• _Aim of the task_
What is needed is an exact copy of the data below, pictures excluded.

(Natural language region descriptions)
◆ ◆ ◆

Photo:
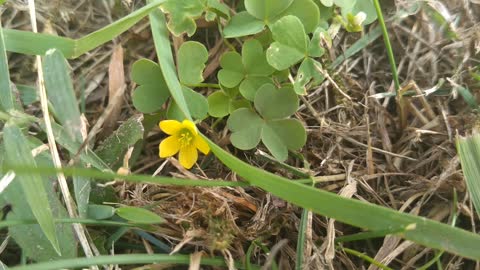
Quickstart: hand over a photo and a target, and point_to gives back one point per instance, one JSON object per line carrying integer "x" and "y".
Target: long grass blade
{"x": 61, "y": 94}
{"x": 109, "y": 176}
{"x": 161, "y": 37}
{"x": 6, "y": 97}
{"x": 469, "y": 151}
{"x": 21, "y": 41}
{"x": 17, "y": 151}
{"x": 357, "y": 213}
{"x": 124, "y": 260}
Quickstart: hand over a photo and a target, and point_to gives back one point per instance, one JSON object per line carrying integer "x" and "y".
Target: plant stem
{"x": 205, "y": 85}
{"x": 388, "y": 46}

◆ ◆ ◆

• _Task response_
Photo:
Quickstart: hand over a photo and a target, and point_to gives back one point per instance, one JSON object per line carrying integer "x" and "y".
Target: long grass blade
{"x": 61, "y": 94}
{"x": 109, "y": 176}
{"x": 161, "y": 37}
{"x": 6, "y": 97}
{"x": 469, "y": 151}
{"x": 21, "y": 41}
{"x": 17, "y": 151}
{"x": 357, "y": 213}
{"x": 124, "y": 260}
Quickstart: hand over a photo and a target, and point_to gives back one point per instance, one JSON object per line carrying integer "x" and "y".
Target: plant stem
{"x": 205, "y": 85}
{"x": 388, "y": 46}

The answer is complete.